▶ EXERCISE TEXT:
----
Autoimmune diseases account for the most prescriptions filled in the world. The most prescribed drug in the world today is levothyroxin for Hashimoto’s thyroiditis. Levothyroxin is a hormone replacement for the metabolic regulator thyroxin, normally produced by the thyroid, which comes under attack by the immune system in the case of Hashimoto’s.
Autoimmunity not only accounts for just the most prescriptions filled. The most bestselling drug in the world today in terms of revenues is Humira (adalimumab), which primarily treats rheumatoid arthritis, another autoimmune disease.
That autoimmune disorders are responsible for both the most prescribed and the bestselling drugs globally tells us a lot about the pervasiveness of the autoimmune problem. From diseases as devastating as multiple sclerosis where the immune system attacks nerves, to as minor an inconvenience as Hashimoto’s, autoimmunity is becoming a more and more serious problem.
It is theorized and generally accepted by the scientific community that a single cause underlies all, or at least most, autoimmune disorders. That cause is an imbalance between T-effector and T-regulator cells. T-effector cells are responsible for the immune attack against pathogens, and T-regulator cells, or “tregs”, suppress or regulate the effectors. Too little Tregs causes the effectors to go out of control and attack one’s own tissues. Restoring this balance may be key to ending, or at least making a big dent in autoimmunity as a disease class.
----
▶ REQUIRED WORK:
Reproduce the text on autoimmune diseases between "Autoimmunity not only" and "more serious problem.", inclusive, replacing "bestselling" with "top-selling". You won't need the data entries that follow.

Data entries
----
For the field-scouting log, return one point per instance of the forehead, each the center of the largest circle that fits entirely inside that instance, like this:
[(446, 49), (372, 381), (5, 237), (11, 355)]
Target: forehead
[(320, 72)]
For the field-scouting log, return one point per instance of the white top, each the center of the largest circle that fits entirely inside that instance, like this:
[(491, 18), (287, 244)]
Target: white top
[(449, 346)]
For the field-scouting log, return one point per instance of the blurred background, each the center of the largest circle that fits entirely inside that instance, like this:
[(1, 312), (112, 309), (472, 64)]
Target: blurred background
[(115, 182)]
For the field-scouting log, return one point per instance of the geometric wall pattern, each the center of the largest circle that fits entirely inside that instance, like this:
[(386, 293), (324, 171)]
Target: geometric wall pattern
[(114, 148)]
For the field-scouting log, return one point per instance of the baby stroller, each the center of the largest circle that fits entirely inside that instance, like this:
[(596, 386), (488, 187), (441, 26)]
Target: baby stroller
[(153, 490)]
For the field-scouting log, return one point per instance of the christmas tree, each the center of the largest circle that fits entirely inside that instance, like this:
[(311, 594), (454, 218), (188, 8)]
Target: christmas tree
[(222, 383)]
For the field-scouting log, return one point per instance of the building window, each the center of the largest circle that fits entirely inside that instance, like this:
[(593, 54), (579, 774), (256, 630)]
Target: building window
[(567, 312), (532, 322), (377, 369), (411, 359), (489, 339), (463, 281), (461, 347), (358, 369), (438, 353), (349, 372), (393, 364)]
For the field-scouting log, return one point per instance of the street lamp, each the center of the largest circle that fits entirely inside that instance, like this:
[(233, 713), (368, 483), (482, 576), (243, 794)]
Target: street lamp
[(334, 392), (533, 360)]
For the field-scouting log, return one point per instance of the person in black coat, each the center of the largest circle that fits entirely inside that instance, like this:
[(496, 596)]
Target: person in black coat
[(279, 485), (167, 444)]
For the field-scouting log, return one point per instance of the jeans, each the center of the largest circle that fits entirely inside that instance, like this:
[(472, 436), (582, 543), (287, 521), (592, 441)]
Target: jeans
----
▶ ANSWER BELOW:
Autoimmunity not only accounts for just the most prescriptions filled. The most top-selling drug in the world today in terms of revenues is Humira (adalimumab), which primarily treats rheumatoid arthritis, another autoimmune disease.
That autoimmune disorders are responsible for both the most prescribed and the top-selling drugs globally tells us a lot about the pervasiveness of the autoimmune problem. From diseases as devastating as multiple sclerosis where the immune system attacks nerves, to as minor an inconvenience as Hashimoto’s, autoimmunity is becoming a more and more serious problem.